> [Task requirements]: One line in the listing below contains "Guideline: put one point on each instance of the illuminated". Repeat that line and each line after it exactly, ending with the last one.

● ● ● ● ● ● ●

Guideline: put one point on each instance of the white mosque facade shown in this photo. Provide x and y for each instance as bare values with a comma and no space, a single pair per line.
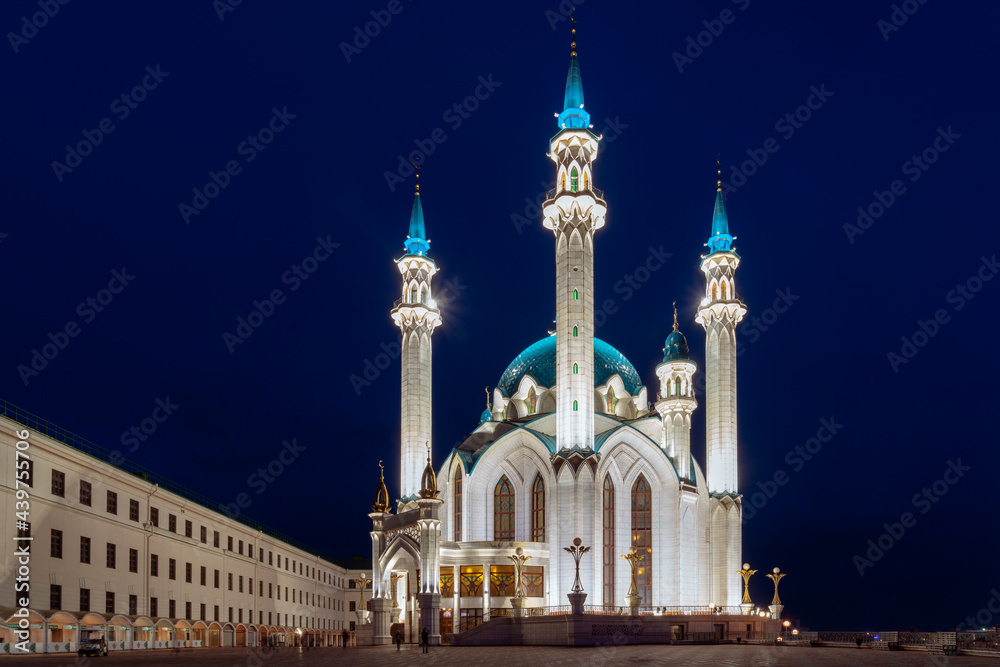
573,445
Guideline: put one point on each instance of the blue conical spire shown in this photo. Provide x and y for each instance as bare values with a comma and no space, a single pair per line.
416,243
721,240
573,115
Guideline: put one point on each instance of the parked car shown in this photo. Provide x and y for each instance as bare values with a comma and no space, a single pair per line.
94,647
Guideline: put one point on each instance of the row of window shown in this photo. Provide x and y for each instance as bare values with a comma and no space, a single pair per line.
641,534
297,595
503,510
86,494
55,602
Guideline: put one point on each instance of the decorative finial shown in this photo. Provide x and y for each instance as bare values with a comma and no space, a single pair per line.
573,21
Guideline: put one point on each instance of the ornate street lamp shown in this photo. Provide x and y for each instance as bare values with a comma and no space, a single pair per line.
517,602
577,597
633,556
776,605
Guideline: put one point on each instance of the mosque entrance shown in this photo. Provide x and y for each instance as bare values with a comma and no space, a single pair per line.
446,626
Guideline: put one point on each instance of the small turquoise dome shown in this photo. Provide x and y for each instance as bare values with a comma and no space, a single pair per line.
539,361
675,347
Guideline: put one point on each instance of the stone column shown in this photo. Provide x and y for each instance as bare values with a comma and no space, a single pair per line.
430,616
380,620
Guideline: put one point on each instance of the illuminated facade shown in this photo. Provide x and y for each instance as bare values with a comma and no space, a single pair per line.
569,447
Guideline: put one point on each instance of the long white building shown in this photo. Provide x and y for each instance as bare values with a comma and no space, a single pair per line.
112,552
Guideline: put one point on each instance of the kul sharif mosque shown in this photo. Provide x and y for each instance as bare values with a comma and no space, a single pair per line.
574,445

● ● ● ● ● ● ●

> [Response below]:
Guideline: put one point on each instance of the illuminated facade shown in this photo. Provide x and y for each instance as bare values with a comma and no space, a single pair per line.
569,447
Guideline: put one point on each instance of the long white building shown in this photo. Provide x and y for each instance as bare values with a comma and no space, a single pair per line.
112,552
Guideline: put one point on each instance of the kul sharif mosque shown in this photo. Provide x and y for each instance as bare values with a comma and no space, a single pair per line.
574,445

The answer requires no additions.